◆ Exercise aim: Your reply should consist of one number: how many lines below contain "toyota".
'''
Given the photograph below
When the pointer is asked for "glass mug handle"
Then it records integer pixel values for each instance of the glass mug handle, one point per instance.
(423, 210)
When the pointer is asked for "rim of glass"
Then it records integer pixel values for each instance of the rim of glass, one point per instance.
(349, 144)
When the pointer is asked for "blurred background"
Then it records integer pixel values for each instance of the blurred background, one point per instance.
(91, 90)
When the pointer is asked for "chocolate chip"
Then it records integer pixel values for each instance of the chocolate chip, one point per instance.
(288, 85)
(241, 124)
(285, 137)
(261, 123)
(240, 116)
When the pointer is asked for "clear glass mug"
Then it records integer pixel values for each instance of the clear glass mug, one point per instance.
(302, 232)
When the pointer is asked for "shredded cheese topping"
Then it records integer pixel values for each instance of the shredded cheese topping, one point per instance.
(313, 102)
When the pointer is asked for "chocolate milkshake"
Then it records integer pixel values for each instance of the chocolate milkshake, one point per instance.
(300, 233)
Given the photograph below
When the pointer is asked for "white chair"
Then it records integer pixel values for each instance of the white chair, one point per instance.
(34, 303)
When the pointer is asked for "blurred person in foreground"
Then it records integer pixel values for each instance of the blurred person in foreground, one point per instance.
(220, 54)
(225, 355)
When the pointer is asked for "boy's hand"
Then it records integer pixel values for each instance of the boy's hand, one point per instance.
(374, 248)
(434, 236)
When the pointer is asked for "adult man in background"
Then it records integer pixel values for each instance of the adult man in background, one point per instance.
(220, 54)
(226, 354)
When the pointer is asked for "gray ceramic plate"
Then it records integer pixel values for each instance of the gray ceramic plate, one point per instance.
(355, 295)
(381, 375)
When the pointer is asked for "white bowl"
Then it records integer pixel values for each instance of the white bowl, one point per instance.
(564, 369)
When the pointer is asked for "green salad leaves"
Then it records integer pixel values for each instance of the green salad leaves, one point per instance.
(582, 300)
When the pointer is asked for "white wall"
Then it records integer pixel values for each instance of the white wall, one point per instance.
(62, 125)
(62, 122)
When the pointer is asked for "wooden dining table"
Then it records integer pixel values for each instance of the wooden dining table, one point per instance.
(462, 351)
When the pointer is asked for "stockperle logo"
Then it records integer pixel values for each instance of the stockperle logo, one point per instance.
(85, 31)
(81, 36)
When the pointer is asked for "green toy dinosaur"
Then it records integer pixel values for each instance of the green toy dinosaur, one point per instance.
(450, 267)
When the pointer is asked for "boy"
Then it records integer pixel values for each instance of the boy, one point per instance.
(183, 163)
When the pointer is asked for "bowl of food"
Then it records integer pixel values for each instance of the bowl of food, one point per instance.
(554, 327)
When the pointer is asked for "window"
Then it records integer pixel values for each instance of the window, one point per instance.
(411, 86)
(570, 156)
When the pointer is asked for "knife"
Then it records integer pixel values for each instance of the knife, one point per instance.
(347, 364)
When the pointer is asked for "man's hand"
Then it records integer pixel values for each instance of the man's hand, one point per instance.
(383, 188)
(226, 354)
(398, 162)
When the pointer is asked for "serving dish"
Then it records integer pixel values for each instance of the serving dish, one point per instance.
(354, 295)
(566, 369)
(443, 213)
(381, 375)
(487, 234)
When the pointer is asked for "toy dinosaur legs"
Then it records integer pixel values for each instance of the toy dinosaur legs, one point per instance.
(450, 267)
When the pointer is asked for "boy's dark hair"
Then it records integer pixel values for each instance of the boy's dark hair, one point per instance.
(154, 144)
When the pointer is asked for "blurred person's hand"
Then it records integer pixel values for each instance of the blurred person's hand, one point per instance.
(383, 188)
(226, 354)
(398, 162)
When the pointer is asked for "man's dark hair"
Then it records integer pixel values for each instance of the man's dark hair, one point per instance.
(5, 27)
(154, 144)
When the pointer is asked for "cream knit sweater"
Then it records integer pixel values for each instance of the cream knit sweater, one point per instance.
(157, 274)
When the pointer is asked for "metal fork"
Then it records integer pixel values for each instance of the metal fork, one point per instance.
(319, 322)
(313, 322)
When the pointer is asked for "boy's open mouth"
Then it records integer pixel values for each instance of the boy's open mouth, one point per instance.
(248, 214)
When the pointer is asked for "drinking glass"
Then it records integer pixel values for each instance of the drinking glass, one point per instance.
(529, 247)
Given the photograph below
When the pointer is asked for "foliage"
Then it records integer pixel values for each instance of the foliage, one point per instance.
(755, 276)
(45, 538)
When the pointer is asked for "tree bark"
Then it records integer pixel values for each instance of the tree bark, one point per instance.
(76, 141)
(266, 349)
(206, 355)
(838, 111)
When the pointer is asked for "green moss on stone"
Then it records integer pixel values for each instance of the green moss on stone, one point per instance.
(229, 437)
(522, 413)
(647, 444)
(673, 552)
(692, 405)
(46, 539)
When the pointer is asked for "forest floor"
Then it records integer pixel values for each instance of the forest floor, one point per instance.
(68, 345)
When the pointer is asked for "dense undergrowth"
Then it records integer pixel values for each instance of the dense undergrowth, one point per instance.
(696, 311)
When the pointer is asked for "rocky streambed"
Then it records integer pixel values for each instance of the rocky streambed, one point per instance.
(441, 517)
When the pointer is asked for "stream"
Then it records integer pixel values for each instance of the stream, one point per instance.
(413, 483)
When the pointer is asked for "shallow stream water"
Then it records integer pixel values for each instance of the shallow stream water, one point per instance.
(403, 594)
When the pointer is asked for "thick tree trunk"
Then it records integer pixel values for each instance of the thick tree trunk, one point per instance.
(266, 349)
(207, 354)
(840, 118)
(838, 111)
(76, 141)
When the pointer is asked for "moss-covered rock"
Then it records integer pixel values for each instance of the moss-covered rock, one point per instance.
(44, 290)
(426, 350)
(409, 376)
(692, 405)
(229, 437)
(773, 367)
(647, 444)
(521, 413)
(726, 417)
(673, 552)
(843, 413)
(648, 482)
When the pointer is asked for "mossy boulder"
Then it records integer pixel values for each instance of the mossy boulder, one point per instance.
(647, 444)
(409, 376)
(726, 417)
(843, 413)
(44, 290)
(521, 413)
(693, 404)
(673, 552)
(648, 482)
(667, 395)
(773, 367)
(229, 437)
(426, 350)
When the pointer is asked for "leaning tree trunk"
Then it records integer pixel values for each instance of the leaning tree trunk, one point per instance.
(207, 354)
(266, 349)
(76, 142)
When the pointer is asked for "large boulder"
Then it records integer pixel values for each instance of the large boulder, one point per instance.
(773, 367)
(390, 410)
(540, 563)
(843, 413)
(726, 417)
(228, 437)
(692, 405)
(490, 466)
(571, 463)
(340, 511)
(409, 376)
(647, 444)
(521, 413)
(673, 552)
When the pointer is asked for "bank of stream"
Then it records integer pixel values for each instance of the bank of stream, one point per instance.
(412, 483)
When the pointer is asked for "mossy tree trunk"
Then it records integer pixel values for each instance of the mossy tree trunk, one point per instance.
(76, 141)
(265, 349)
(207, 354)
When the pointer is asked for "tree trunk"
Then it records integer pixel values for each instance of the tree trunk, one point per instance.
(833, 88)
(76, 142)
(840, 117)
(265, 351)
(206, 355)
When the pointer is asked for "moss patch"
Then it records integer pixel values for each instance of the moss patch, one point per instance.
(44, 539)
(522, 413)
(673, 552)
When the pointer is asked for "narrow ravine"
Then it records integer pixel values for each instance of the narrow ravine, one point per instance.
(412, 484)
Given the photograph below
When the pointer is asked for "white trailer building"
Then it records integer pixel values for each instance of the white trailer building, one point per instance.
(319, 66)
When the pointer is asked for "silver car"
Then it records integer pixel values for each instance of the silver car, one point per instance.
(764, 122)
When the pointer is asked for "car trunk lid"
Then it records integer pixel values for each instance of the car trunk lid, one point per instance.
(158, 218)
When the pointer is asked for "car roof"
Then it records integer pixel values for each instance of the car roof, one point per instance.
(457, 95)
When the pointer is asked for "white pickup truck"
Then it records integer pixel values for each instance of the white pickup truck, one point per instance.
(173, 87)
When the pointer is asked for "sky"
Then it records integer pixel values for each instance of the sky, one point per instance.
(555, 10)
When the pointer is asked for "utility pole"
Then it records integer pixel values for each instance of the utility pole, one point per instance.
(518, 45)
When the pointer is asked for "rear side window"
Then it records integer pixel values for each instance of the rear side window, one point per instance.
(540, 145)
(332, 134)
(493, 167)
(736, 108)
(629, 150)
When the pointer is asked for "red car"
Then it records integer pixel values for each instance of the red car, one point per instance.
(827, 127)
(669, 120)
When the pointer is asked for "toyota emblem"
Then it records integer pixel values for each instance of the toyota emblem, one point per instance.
'''
◆ Task result: 2